TEXT PASSAGE
The schematic structural complexity (from here on, SSC) of a binary sequence may be described in terms of Algorithm 3.1 with a modified initial step.

Algorithm 3.2:

Step 0'. Make a list of all schematic programs that are patterns in x, and label them y1,...,yN

Steps 1-N. As in Algorithm 3.1

The result of this algorithm may be called the schematic size of x, the well-definition of which follows from the following generalization of Theorem 2.1.

Theorem 3.1. The result of Algorithm 4.1 is invariant with respect to permutation of the yi.

In analogy to structural complexity, the SSC of a sequence x may be defined as the schematic size of the set of all patterns in x, S(x).

A schematic program represents the simplest sort of compression: it compresses an image or sequence by abstracting repeated figures. A more flexible approach may be obtained by considering more general programs. For instance, one might define a metaschematizer as a map from schema to schema, which takes in a schema and replaces each occurence of the "don't care" symbol *i with some schema Si. A metaschematic program is then any program whose action may be represented in the form schematizer(m1(m2(...(mk(schema))...)), where the mi are metaschematizers.

[Data records]
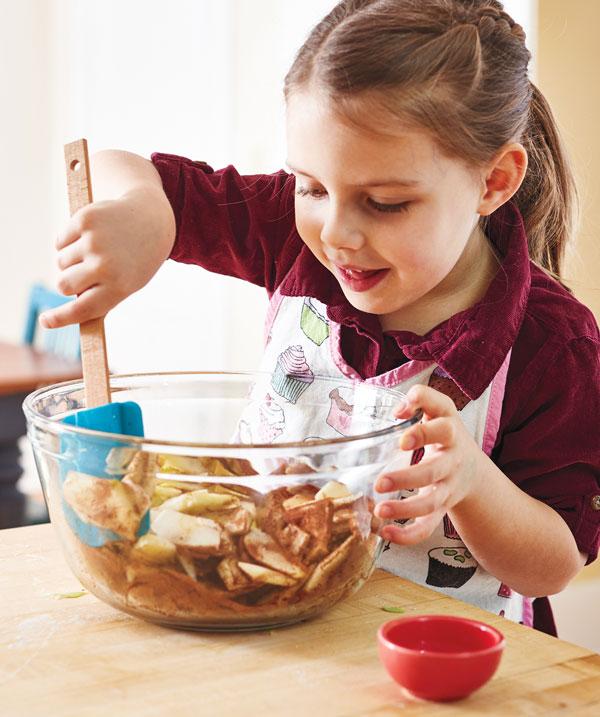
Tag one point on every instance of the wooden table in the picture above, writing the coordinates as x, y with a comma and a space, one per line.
80, 657
22, 370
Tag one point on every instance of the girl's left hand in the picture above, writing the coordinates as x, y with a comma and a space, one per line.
446, 475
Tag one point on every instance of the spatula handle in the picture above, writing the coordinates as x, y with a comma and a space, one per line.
93, 342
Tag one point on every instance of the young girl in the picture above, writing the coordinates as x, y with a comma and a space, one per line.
417, 243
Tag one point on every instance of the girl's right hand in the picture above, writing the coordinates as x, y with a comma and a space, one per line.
109, 250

ACTIONS TO TAKE
A. In two sentences, summarize the passage on schematic structural complexity.
B. Continue the passage on schematic structural complexity from the point where it stops.

OUTPUTS IN ORDER
A. The schematic structural complexity (SSC) of a binary sequence x is defined as the schematic size of the set of all patterns in x, where schematic size comes from a modified Algorithm 3.1 that starts by listing every schematic program that is a pattern in x. Schematic programs compress by abstracting repeated figures, and a more flexible approach uses metaschematic programs, which apply a chain of metaschematizers that replace each "don't care" symbol in a schema with another schema.

B.
Given this, one may define the "metaschematic structural complexity" of a sequence in an obvious way. This complexity measure recognizes not only repeated figures, but repeated figures within repeated figures and so on. It is new in detail but not in concept -- it is a very close approximation to the Lempel-Ziv complexity (Lempel and Ziv, 1978).

The Lempel-Ziv complexity misses a great deal of structure. By definition, no computable approximation to the structural complexity can capture every type of structure. However, there is a large gap between repetitions and completely general patterns. One way to fill this gap is with the n'th order Boolean structural complexity. This complexity measure may be developed by analogy to the schematic and metaschematic structural complexities.

We will need to use vector Boolean operations, which act coordinatewise on Boolean sequences. For example the vector negation of 1010110 is 0101001; the vector conjunction of 11010 and 01011 is 11011. And we will say that a Boolean function (of an arbitrary number of variables) is of order n if it can be written using less than n+1 disjunctions and conjunctions.

An n'th order Boolean schematic program for computing an array x may be defined as a pair (schema, schematizer), where the schema is a sequence composed of of 0's, 1's, unlabeled "don't care" symbols *, and k different labeled "don't care" symbols *1,...,*k. The schematizer consists of: 1) a memory, which consists of a set of l binary sequences, and 2) a collection of k vector Boolean functions f1,...,fk of order n, each of which takes exactly l sequences as arguments. The k'th array Boolean function computes the array to be substituted for the "don't care" symbol *i.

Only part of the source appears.